#### Information supplied
· · · · ·

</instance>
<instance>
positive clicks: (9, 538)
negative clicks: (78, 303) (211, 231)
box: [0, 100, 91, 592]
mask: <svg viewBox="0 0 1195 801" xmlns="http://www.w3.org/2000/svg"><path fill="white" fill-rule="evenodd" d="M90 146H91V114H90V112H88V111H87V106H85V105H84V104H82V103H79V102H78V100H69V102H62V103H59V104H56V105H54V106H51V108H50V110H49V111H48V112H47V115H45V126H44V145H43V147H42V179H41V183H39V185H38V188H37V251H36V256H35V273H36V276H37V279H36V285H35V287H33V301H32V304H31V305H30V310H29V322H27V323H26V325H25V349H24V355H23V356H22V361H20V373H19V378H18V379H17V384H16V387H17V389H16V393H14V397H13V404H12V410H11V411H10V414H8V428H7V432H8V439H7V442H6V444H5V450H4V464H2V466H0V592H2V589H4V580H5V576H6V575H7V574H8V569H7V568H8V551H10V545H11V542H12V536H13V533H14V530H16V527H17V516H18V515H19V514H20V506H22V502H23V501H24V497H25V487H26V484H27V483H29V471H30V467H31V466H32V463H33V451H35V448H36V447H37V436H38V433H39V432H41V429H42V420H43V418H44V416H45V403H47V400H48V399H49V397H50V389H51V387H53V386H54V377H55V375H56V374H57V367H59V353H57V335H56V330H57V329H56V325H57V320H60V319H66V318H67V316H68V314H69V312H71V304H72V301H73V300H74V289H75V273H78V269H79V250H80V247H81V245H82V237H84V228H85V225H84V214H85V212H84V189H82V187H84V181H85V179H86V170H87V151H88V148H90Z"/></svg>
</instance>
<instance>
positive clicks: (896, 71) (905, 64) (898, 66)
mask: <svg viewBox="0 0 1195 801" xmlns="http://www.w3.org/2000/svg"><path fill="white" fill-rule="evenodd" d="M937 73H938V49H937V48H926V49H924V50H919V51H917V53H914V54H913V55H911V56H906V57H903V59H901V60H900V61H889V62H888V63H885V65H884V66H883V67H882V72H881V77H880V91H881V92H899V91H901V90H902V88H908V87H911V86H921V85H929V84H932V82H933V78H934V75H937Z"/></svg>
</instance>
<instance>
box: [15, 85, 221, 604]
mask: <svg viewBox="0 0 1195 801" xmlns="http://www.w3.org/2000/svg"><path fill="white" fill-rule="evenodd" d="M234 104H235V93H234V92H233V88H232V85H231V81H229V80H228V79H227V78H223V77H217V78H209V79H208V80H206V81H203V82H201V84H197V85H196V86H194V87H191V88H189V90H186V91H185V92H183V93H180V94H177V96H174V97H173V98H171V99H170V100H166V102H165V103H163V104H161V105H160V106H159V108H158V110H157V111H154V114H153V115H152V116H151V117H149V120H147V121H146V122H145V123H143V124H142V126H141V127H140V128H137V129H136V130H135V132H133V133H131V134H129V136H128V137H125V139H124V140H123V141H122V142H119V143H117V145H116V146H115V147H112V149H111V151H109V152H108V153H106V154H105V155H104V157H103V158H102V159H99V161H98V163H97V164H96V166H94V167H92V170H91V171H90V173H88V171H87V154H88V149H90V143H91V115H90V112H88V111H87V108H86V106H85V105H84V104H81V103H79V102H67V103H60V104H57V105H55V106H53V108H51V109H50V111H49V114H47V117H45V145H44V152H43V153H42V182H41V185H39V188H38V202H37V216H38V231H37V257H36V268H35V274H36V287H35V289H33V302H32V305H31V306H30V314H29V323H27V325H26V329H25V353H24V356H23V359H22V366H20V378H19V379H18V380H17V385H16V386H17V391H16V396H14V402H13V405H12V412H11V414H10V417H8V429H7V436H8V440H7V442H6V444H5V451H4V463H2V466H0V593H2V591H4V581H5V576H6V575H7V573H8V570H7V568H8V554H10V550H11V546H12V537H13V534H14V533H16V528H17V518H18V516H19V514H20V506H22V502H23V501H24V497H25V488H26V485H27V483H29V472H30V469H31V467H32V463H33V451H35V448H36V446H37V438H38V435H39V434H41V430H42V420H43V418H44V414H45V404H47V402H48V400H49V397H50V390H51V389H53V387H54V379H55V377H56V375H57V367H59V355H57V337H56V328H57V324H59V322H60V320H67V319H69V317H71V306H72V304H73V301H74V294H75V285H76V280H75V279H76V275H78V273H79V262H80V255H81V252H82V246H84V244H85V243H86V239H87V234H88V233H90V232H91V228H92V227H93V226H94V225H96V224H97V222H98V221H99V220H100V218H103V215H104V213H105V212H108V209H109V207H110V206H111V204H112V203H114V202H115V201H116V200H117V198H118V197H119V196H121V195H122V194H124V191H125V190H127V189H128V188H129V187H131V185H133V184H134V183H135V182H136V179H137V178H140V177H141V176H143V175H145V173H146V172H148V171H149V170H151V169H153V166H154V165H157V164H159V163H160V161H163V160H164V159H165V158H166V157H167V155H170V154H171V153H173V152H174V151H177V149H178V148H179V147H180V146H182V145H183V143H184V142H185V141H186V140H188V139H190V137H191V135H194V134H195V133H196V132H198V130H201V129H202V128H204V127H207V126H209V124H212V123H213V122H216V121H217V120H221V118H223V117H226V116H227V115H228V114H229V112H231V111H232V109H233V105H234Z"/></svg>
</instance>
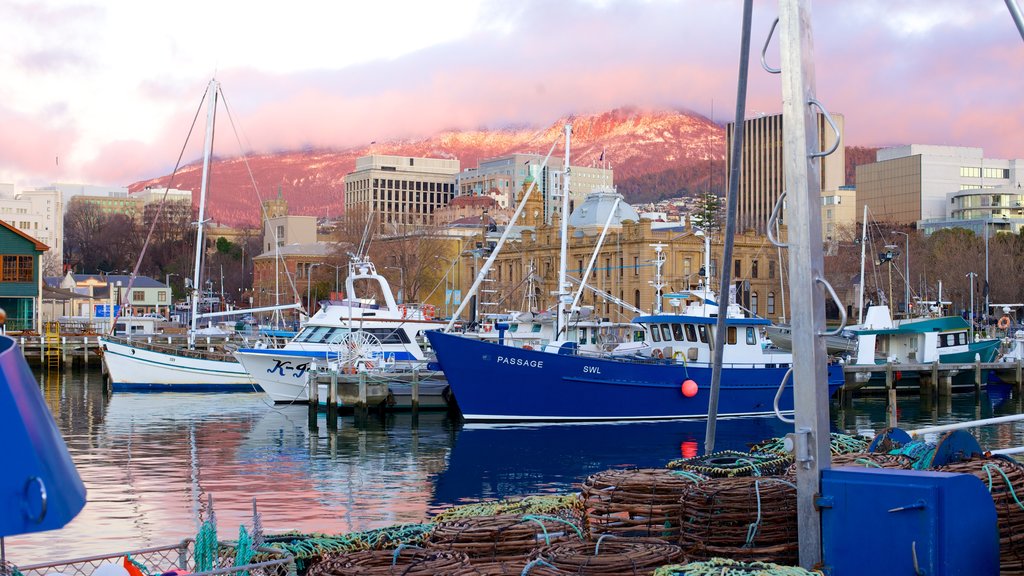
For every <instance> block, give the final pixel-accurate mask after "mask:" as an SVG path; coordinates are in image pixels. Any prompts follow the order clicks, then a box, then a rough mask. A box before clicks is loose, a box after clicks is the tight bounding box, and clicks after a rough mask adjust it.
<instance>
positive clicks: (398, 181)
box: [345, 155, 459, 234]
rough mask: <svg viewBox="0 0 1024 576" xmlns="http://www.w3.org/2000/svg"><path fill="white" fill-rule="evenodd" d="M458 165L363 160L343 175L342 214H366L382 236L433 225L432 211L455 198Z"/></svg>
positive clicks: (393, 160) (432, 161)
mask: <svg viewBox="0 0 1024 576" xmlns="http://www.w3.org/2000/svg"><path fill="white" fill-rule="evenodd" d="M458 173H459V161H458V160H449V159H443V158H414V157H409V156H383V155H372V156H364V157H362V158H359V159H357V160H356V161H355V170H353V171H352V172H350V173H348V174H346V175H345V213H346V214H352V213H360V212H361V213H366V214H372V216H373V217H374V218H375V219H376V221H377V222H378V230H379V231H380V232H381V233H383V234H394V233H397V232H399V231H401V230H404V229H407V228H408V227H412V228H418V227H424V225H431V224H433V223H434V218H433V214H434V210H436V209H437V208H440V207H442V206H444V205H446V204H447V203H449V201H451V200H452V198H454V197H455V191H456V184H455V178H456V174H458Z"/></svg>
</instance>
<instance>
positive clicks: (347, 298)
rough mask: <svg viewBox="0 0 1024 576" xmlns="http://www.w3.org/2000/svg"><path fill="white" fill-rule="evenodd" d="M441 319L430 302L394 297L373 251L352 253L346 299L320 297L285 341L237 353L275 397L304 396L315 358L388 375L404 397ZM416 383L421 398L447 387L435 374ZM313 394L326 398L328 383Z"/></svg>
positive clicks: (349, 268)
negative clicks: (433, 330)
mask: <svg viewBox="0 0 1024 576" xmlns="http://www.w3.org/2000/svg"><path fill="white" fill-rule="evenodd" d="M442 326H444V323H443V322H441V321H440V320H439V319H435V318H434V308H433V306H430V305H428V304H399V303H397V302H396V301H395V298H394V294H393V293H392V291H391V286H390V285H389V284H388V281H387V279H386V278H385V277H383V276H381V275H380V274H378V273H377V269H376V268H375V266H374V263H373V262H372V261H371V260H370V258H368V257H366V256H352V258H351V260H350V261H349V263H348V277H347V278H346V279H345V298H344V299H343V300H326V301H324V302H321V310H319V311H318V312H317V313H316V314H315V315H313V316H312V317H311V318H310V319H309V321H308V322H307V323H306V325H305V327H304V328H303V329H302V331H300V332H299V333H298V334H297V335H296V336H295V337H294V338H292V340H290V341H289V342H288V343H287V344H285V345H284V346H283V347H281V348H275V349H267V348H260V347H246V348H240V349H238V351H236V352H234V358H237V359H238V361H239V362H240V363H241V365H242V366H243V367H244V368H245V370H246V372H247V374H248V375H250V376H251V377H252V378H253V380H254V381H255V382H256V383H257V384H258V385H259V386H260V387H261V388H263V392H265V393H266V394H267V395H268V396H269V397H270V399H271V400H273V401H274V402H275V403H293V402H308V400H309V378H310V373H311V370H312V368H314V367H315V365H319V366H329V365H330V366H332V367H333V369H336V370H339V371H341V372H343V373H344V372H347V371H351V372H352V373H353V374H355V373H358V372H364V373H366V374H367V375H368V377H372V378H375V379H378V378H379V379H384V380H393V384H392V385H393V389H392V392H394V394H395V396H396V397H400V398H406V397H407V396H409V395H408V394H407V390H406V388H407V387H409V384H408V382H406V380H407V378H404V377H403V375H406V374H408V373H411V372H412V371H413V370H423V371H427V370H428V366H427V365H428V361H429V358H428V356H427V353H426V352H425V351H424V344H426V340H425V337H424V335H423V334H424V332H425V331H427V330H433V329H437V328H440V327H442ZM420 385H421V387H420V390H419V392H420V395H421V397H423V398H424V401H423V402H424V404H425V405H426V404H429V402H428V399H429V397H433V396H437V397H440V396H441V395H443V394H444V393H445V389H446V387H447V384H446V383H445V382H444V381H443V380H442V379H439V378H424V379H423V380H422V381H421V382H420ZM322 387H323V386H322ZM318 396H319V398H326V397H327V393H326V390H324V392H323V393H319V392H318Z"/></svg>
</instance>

· · · · ·

#### Required work
Across the records above, show each line containing the word "rough".

#### Finished task
For every <instance> block, give the final pixel-accurate mask after "mask:" as an SVG path; coordinates are in image pixels. Any prompts follow the order clicks, then a box, then a rough mask. A box before clicks is loose, a box after clicks is the tight bounding box, and clicks after a rough mask adjust it.
rough mask: <svg viewBox="0 0 1024 576" xmlns="http://www.w3.org/2000/svg"><path fill="white" fill-rule="evenodd" d="M458 165L363 160L343 175L342 214H366L382 236L433 225L432 211L455 198Z"/></svg>
rough mask: <svg viewBox="0 0 1024 576" xmlns="http://www.w3.org/2000/svg"><path fill="white" fill-rule="evenodd" d="M441 319L430 302L394 297L373 251L352 253L346 299L320 297L285 341L237 353L275 397L304 396L315 358L388 375L404 397ZM416 383L421 398L447 387L435 374ZM313 394L326 398L328 383Z"/></svg>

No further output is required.